Task goal: Rewrite the items from the line with "the blurred green" through the end of the items, switching "innermost point" to "central point" and leaving everything else unchanged.

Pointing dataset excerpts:
= = = = = = =

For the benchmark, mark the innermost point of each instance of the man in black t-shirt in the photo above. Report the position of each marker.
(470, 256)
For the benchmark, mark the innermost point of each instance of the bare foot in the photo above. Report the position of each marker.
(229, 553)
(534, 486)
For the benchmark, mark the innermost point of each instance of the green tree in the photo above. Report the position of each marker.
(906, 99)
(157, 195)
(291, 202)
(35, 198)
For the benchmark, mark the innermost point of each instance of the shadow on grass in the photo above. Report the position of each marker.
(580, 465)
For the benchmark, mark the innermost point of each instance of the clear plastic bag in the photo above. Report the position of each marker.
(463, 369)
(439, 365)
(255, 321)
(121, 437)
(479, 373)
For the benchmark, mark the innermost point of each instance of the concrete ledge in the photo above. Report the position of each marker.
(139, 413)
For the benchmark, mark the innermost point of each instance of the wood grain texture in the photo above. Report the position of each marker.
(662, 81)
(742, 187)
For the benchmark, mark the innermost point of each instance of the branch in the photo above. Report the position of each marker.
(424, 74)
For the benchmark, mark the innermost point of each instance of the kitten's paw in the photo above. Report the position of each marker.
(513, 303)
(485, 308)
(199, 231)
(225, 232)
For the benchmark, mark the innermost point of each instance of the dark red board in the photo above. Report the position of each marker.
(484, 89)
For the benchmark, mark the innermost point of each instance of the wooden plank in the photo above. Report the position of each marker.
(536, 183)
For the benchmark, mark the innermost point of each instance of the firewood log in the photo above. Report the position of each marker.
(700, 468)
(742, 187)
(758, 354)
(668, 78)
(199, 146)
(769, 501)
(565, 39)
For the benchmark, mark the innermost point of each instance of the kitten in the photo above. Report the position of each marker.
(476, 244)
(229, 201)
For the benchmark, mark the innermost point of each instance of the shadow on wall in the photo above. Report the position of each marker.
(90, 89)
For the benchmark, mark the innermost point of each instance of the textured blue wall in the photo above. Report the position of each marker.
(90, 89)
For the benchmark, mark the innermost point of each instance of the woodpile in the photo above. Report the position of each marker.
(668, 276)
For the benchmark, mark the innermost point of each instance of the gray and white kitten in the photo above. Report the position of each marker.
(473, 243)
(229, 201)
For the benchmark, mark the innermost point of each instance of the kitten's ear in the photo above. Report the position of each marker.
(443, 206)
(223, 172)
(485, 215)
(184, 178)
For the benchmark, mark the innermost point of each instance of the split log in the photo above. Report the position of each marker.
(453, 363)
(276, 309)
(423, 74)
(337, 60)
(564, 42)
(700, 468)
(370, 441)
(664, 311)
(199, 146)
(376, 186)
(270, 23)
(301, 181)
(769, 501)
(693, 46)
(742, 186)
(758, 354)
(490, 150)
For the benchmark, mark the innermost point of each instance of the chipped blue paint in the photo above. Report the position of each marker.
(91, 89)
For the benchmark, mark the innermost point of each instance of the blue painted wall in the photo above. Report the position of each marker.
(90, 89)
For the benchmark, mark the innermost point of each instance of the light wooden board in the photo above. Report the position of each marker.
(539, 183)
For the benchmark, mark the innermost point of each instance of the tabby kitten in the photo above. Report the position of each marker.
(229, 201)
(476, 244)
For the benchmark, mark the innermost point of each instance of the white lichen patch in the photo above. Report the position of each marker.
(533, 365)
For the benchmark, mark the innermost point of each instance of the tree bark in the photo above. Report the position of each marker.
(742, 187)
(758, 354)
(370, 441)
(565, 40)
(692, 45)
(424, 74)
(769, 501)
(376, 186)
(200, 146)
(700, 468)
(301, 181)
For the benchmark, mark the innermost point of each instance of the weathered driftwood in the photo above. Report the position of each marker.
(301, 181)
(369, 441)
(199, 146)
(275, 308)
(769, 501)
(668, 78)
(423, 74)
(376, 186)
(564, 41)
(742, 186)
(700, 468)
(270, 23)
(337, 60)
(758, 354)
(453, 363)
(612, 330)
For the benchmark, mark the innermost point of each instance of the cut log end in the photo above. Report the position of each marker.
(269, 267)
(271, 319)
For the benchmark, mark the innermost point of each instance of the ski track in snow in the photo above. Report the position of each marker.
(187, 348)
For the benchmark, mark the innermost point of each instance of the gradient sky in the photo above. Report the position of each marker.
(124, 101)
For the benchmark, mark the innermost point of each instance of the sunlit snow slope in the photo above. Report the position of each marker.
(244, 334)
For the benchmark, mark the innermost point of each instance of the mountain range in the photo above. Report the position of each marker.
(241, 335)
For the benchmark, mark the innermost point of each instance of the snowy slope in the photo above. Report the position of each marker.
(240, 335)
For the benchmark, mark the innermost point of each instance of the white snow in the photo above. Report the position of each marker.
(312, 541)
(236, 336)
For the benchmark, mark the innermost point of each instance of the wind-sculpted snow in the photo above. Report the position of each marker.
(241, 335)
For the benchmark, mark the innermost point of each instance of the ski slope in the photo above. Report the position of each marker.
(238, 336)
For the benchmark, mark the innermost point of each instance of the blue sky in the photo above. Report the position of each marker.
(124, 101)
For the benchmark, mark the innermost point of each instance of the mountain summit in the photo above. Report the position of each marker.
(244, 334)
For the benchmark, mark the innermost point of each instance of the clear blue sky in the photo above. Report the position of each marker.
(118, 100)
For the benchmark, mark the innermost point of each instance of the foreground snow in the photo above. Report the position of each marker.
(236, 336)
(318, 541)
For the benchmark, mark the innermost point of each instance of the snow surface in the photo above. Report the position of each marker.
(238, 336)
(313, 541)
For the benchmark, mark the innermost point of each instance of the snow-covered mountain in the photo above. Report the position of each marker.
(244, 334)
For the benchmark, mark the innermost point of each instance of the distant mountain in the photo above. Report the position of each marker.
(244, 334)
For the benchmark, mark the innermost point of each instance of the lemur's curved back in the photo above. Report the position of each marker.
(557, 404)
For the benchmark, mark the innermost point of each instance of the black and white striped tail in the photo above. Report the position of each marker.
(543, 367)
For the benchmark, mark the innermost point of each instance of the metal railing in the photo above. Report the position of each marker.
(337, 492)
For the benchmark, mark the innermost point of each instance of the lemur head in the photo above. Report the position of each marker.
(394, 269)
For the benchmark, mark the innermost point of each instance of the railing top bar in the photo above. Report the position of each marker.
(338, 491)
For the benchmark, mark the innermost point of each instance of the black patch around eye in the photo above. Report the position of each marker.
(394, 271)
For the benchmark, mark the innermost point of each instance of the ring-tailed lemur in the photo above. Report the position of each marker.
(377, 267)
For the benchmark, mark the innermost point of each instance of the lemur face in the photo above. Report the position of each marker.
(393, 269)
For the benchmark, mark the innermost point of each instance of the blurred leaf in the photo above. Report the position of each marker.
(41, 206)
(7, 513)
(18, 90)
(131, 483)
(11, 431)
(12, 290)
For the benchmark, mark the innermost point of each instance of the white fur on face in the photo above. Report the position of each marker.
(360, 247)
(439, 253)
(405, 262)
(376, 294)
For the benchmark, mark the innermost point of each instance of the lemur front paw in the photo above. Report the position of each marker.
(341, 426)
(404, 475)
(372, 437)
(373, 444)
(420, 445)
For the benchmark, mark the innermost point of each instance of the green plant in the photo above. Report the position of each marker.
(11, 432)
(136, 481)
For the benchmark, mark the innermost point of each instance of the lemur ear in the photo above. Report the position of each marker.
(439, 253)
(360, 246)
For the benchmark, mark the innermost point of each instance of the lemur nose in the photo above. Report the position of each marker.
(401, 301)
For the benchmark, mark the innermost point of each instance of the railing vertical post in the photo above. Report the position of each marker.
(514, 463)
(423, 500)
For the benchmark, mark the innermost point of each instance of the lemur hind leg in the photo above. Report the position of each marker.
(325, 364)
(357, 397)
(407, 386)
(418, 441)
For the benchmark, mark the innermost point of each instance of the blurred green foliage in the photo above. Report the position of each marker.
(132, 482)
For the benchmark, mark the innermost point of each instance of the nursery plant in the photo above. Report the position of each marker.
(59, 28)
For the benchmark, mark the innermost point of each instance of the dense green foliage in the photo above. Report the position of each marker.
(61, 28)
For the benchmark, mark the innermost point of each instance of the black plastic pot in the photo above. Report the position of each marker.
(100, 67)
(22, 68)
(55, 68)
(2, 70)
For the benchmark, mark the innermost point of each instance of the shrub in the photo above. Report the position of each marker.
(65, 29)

= = = = = = =

Full answer:
For the benchmark, mark the central point of each instance of the blurred green foliage in the photo above. Report the position of each marker.
(132, 482)
For the benchmark, mark the central point of each instance of the nursery plant in the photo above. Report the position of each marker.
(59, 28)
For the benchmark, mark the central point of each instance of the dense green foliage in the photo above. Report the position of each marker.
(61, 28)
For the benchmark, mark the central point of each instance of the black plastic pot in the photo above. Report the position of each marker.
(100, 67)
(22, 68)
(55, 68)
(2, 70)
For the benchmark, mark the central point of each instance of the shrub in the photo above. Report the position of each marker.
(65, 29)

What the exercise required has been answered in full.